**Short problem**
Render the data below as a JSON list of strings, one string per line and blank lines omitted, starting at the line that contains "Point out the dirt" and running through the end of the data, both included. Cover only those lines.

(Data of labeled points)
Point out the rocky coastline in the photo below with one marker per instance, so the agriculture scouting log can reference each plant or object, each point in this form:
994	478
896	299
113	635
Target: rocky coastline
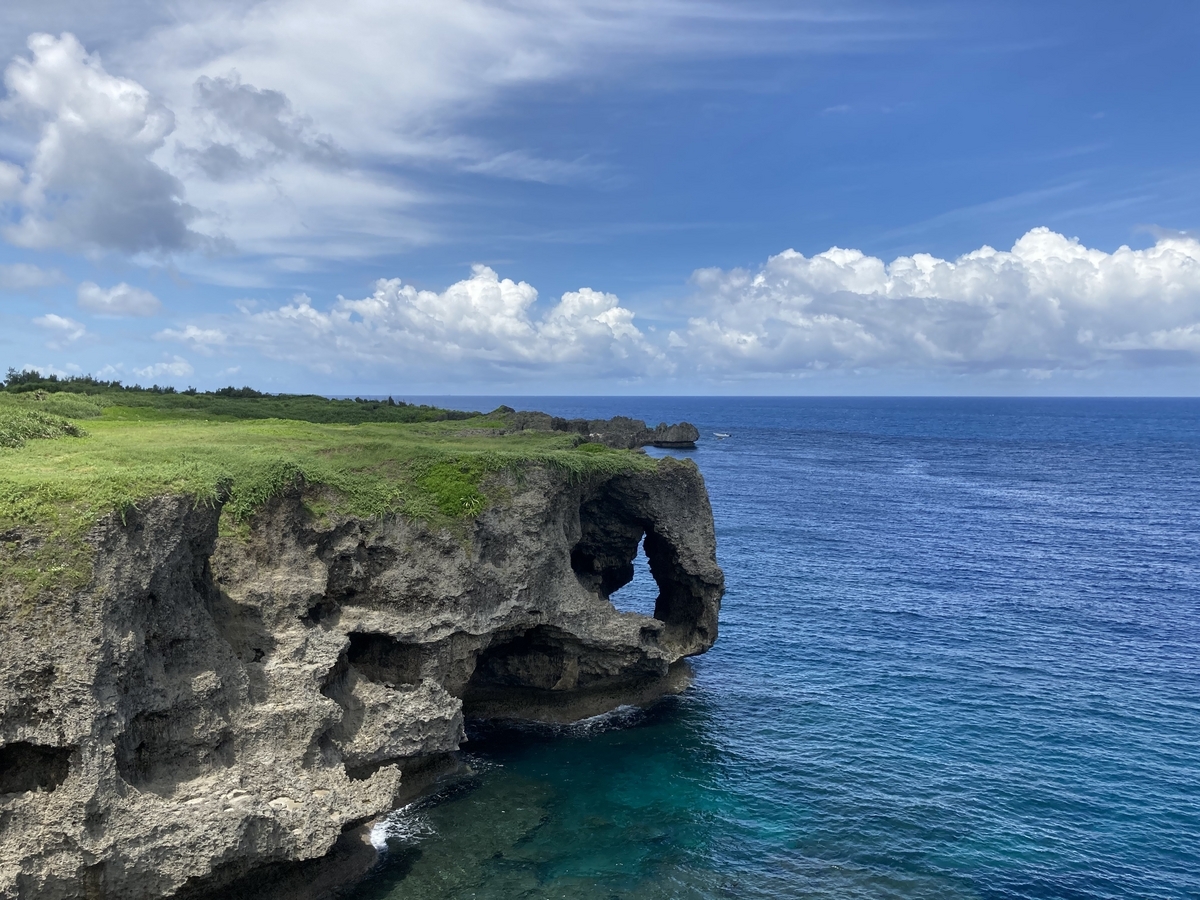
216	708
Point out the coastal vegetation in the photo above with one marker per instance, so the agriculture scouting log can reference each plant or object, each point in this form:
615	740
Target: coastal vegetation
76	450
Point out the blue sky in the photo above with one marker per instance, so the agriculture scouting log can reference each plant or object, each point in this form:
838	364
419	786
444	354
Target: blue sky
604	197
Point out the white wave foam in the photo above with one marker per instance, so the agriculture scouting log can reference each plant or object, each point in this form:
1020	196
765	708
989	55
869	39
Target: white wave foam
406	825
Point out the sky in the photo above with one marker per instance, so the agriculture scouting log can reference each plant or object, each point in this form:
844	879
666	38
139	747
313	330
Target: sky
607	197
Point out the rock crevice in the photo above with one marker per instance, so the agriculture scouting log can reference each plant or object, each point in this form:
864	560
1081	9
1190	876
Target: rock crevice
211	707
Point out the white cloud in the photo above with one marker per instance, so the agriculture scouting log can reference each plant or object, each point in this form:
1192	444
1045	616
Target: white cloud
61	329
119	300
174	367
10	181
202	340
255	127
1049	304
24	276
483	323
90	183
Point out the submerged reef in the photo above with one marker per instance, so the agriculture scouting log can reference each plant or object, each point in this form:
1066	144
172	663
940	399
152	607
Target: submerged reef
222	697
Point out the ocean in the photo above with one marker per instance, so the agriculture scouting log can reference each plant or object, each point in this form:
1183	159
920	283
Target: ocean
959	658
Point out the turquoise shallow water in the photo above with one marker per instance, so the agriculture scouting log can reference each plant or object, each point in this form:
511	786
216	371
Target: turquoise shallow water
959	658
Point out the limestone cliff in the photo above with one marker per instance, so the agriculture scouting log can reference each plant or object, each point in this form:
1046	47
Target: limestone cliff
215	703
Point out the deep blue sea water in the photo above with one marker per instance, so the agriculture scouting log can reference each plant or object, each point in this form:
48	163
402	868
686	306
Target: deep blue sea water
959	658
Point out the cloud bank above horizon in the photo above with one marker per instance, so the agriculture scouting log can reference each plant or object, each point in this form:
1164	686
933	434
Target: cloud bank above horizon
1048	306
195	203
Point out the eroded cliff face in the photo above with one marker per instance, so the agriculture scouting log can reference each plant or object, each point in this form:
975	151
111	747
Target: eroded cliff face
215	705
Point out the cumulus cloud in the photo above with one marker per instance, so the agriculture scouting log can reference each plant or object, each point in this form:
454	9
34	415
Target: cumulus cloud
24	276
203	340
174	367
63	330
477	324
255	129
119	300
90	183
1047	304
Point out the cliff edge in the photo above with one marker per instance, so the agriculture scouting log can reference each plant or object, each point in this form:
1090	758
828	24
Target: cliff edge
217	700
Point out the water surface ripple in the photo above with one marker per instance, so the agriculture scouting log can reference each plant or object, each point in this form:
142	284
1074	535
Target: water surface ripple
958	659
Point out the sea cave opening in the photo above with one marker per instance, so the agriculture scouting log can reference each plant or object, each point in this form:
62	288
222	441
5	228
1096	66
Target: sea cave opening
641	593
615	540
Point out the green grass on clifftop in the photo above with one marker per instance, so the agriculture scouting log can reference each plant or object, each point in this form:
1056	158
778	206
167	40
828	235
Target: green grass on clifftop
70	459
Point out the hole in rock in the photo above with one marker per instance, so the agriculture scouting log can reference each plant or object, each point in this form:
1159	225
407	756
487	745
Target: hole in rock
547	660
539	658
174	745
642	592
384	660
29	767
612	526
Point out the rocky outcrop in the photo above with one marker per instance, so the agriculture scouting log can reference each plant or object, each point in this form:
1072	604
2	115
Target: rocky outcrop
217	703
619	432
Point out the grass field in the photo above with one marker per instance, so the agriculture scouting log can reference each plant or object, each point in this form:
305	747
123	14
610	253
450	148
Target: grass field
69	459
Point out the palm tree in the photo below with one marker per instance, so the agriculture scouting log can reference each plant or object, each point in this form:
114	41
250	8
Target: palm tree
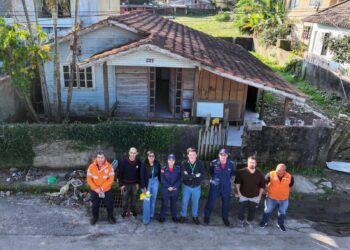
40	66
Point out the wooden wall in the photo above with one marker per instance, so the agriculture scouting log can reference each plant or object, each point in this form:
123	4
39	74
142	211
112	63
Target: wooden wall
212	87
132	90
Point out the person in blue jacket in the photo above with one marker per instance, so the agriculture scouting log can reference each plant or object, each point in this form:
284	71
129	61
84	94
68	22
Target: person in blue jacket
221	171
170	178
150	178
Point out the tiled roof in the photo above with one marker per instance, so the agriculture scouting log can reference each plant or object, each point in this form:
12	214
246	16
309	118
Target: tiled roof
215	53
337	15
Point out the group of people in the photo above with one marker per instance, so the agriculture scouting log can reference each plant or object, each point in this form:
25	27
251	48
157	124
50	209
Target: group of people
148	176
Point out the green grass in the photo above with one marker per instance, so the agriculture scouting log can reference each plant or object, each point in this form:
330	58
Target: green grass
330	104
209	25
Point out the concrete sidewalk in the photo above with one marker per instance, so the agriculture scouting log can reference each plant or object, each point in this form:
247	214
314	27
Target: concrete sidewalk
26	222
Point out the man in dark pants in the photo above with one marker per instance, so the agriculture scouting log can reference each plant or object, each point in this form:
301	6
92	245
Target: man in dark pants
221	171
129	181
250	184
170	178
100	177
192	173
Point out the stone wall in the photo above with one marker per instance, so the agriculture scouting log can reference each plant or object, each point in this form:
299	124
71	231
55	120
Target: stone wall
11	107
326	80
295	146
281	56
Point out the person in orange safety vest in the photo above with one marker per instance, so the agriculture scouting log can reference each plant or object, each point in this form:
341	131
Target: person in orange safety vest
279	183
100	177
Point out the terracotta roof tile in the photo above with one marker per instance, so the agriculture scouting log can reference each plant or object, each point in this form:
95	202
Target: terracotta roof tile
209	51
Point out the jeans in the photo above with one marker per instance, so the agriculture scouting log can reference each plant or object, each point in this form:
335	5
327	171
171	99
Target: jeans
251	206
270	205
129	194
214	191
96	201
193	193
150	204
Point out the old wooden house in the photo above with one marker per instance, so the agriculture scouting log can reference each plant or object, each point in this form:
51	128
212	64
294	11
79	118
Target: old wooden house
144	65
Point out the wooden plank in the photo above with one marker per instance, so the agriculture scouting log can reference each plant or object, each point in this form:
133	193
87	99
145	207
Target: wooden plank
233	90
212	86
105	89
219	88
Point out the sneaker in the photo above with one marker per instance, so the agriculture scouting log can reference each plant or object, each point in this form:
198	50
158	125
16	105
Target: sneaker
249	224
281	227
226	222
182	219
93	221
111	220
262	224
195	220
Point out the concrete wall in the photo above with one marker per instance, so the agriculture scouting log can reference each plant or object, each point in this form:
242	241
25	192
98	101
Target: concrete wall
326	80
11	107
295	146
281	56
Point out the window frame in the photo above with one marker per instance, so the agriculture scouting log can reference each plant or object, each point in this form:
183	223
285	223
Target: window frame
77	75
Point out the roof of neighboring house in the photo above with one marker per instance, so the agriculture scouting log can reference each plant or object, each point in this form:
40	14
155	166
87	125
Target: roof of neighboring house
221	57
337	15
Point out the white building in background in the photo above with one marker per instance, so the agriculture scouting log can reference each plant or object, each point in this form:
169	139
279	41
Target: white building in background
90	11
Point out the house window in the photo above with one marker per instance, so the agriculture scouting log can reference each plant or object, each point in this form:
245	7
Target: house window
325	44
293	4
64	9
82	79
306	32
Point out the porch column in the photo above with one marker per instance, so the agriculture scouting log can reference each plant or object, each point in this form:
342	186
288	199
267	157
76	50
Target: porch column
105	88
286	109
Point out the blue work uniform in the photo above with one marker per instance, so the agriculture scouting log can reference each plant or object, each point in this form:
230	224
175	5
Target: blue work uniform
220	184
170	179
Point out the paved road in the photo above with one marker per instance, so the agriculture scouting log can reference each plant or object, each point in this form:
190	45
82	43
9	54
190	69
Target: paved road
28	223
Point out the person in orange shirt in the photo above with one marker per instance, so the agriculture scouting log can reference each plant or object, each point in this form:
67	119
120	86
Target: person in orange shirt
278	188
100	177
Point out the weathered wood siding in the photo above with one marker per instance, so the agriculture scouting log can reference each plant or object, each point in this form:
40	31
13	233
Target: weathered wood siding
215	88
90	101
132	91
188	78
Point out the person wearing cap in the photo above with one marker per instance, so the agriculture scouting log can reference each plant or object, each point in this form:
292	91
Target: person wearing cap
192	173
129	181
100	177
279	183
250	185
221	171
150	177
171	179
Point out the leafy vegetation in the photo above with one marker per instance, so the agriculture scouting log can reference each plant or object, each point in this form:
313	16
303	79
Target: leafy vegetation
330	104
209	25
340	48
222	17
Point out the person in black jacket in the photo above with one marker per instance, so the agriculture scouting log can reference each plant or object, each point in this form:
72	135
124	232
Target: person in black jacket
192	173
129	181
150	178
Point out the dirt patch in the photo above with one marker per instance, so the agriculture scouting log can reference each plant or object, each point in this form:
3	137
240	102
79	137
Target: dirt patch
329	216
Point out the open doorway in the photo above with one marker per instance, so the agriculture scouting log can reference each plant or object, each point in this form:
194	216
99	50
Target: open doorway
162	92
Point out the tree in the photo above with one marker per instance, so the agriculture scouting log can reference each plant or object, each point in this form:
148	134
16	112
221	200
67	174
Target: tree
73	64
20	57
340	48
40	64
254	16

**Correct output**
[
  "Point out the dirt patch in the photo above with one marker per instance, so the agriculture scouting log can reference each plant or object, each point in this form:",
  "3\t137",
  "240\t102",
  "79\t137",
  "Target: dirt patch",
  "329\t216",
  "Point out the open doorway in the photo above with one marker per instance, so the agriculture scouting log can reference each plant or object, each point in this form:",
  "194\t216",
  "99\t50",
  "Target: open doorway",
  "162\t92",
  "Point out the tree in the photo above with one marker per instance, so the agriculture scouting log can reference each plant or object, each point in this form:",
  "148\t134",
  "16\t112",
  "221\t200",
  "67\t174",
  "Target: tree",
  "73\t64",
  "20\t57",
  "340\t48",
  "40\t64",
  "254\t16"
]